■ THE INPUT

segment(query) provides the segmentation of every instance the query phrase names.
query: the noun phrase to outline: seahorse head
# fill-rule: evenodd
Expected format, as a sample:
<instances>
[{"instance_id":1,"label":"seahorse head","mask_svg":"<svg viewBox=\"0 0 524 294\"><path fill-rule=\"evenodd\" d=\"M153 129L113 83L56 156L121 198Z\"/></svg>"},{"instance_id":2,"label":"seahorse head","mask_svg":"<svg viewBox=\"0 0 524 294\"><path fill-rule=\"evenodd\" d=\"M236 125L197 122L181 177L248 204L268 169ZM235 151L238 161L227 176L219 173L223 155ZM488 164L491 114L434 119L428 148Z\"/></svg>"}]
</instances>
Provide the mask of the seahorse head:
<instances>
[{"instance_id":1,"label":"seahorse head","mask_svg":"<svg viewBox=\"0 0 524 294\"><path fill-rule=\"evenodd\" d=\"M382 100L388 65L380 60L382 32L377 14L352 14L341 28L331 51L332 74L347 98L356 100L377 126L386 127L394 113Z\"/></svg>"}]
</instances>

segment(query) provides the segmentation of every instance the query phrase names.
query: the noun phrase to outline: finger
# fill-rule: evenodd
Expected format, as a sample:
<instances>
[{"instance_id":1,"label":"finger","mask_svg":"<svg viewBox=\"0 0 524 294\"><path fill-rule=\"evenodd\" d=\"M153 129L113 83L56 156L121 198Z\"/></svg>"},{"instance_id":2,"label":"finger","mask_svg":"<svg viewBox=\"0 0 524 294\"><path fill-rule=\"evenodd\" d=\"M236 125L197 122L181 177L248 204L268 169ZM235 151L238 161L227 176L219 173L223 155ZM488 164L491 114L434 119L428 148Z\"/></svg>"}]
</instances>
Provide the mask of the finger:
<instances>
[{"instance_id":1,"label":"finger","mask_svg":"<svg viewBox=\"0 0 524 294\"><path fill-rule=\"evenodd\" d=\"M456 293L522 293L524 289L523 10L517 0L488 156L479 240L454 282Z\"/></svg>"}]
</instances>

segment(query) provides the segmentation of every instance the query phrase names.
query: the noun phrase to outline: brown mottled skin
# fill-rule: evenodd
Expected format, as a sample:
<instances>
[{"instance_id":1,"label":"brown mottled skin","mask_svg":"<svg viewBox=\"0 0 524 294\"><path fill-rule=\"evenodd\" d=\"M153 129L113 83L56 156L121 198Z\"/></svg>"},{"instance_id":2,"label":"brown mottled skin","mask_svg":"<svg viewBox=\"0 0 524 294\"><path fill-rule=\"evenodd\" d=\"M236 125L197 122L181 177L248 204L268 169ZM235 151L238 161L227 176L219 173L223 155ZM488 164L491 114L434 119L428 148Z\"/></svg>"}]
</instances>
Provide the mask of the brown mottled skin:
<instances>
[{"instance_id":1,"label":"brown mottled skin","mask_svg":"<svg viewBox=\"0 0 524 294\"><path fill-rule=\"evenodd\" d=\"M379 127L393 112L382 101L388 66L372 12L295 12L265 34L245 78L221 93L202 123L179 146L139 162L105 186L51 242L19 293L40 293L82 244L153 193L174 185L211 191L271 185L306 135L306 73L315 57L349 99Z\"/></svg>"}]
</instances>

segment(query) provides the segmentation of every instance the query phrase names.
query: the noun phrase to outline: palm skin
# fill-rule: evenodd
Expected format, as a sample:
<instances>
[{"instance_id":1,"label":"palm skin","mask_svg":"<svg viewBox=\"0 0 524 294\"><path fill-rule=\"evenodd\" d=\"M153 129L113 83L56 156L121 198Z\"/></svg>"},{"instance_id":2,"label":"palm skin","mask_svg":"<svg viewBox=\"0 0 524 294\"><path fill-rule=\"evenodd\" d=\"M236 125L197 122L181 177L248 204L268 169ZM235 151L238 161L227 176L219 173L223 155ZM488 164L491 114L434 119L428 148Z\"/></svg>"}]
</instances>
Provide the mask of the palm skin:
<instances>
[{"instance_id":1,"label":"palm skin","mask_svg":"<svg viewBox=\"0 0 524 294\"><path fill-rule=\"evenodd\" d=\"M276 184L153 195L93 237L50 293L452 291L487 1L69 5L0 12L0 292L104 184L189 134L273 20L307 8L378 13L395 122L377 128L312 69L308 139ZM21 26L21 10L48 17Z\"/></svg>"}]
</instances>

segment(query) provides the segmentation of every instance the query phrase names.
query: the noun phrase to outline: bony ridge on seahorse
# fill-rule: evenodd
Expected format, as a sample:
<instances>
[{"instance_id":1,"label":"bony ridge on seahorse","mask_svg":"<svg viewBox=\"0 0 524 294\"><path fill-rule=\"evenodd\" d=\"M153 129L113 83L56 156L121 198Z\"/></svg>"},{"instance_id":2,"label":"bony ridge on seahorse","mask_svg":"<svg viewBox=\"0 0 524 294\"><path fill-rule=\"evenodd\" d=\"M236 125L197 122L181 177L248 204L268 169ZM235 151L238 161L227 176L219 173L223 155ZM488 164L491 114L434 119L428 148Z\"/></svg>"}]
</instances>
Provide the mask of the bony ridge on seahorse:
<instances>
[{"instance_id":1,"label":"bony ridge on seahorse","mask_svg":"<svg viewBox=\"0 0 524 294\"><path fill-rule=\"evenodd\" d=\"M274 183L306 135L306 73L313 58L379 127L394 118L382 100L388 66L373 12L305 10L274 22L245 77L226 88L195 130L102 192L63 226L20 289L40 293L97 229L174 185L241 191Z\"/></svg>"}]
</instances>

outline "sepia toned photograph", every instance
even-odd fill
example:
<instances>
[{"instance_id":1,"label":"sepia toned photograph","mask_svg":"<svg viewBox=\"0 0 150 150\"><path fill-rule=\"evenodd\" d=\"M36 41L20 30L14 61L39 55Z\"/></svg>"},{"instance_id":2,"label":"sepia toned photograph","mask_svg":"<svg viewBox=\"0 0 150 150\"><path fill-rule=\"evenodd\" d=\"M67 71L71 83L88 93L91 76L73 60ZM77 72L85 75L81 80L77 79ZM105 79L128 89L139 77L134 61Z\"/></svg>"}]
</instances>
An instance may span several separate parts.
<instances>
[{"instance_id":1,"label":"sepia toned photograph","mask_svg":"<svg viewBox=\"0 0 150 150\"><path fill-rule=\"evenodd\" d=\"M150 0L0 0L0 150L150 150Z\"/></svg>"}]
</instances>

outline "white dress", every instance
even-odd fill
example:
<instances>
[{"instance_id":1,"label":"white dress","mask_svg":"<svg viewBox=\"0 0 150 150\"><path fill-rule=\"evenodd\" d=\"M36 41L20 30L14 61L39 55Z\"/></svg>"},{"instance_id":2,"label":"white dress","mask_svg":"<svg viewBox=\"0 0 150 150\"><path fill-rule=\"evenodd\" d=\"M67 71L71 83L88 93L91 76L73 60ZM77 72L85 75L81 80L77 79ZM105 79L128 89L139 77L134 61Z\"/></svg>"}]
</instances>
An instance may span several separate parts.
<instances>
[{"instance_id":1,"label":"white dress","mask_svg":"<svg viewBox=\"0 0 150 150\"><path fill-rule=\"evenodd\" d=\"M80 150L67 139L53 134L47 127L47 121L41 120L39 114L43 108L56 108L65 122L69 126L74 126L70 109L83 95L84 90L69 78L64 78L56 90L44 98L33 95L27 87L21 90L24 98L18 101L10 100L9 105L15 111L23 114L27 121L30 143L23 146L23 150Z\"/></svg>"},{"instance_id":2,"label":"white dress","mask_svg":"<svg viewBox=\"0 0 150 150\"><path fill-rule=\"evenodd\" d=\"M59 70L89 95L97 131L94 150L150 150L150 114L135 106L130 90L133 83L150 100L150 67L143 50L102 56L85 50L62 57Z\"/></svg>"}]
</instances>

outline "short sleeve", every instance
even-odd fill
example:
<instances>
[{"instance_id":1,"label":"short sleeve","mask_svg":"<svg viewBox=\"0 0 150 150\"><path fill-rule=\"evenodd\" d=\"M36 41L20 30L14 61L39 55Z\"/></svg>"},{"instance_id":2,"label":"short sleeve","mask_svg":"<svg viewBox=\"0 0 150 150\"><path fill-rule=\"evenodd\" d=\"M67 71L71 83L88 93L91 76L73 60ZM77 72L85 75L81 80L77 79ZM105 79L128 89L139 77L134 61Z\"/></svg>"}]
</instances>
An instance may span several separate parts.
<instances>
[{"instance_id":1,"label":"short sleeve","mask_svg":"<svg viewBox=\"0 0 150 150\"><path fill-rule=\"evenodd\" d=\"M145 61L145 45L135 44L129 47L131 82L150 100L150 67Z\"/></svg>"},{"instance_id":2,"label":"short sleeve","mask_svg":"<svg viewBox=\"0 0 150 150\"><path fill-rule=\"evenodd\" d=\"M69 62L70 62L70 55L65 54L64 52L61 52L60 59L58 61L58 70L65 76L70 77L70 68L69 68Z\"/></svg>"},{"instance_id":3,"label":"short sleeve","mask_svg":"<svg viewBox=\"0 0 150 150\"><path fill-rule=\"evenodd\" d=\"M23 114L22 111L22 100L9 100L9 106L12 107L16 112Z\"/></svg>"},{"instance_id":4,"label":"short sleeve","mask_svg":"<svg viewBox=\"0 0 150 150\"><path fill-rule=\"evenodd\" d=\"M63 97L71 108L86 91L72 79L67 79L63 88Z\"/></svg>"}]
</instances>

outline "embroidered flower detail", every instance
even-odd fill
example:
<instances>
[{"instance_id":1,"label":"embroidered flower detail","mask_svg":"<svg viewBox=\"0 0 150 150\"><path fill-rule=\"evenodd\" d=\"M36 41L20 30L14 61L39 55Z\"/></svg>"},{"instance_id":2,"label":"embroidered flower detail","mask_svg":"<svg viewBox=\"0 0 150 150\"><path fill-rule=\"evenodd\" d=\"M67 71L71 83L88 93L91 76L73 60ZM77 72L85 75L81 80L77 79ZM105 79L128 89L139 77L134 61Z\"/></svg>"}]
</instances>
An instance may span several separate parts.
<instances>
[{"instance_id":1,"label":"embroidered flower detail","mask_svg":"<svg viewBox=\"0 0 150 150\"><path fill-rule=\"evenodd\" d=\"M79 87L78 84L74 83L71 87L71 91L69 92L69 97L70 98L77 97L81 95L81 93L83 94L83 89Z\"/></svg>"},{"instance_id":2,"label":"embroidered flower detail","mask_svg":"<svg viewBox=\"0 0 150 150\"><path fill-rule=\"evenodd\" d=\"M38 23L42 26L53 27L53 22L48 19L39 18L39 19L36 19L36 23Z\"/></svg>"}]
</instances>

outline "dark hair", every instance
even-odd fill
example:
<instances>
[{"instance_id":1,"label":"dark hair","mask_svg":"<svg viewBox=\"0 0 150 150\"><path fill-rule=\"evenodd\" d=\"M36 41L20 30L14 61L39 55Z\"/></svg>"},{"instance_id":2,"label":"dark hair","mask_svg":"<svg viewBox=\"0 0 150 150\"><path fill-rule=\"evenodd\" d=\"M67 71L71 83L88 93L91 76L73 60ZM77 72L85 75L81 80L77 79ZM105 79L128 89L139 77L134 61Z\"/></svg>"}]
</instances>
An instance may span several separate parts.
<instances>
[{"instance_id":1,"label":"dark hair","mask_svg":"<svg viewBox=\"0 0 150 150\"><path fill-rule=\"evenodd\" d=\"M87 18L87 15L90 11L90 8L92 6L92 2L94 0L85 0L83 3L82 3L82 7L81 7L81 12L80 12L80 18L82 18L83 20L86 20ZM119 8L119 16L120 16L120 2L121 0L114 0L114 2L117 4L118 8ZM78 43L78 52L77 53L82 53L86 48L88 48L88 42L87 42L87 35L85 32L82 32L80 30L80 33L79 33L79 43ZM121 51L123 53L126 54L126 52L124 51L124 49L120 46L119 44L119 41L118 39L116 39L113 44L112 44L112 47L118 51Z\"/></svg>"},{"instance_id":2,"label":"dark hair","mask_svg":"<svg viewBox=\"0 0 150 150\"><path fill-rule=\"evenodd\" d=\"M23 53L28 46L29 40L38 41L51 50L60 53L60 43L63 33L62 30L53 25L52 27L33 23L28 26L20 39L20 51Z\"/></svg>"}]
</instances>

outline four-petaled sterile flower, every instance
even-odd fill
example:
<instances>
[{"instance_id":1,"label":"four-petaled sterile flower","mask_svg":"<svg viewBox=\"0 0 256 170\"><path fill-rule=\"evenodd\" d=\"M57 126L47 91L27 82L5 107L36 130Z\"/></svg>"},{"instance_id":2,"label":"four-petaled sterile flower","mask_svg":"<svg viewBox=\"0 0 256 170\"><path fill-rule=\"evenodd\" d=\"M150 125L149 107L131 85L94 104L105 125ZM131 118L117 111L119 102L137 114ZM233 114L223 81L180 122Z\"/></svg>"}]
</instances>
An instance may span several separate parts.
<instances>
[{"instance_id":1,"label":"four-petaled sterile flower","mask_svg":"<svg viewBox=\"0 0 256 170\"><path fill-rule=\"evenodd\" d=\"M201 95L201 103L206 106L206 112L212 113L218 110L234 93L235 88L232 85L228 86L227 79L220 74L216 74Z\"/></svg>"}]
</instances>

■ DIRECTIONS FOR THIS TASK
Pull out every line in the data above that contains the word "outline", and list each one in full.

■ EXERCISE SOLUTION
query: the noun phrase to outline: seahorse head
query: the noun phrase to outline: finger
query: the noun phrase to outline: brown mottled skin
query: the noun phrase to outline: palm skin
query: the noun phrase to outline: bony ridge on seahorse
outline "sepia toned photograph", every instance
outline "white dress", every instance
outline "short sleeve", every instance
outline "embroidered flower detail", every instance
outline "dark hair", every instance
outline four-petaled sterile flower, every instance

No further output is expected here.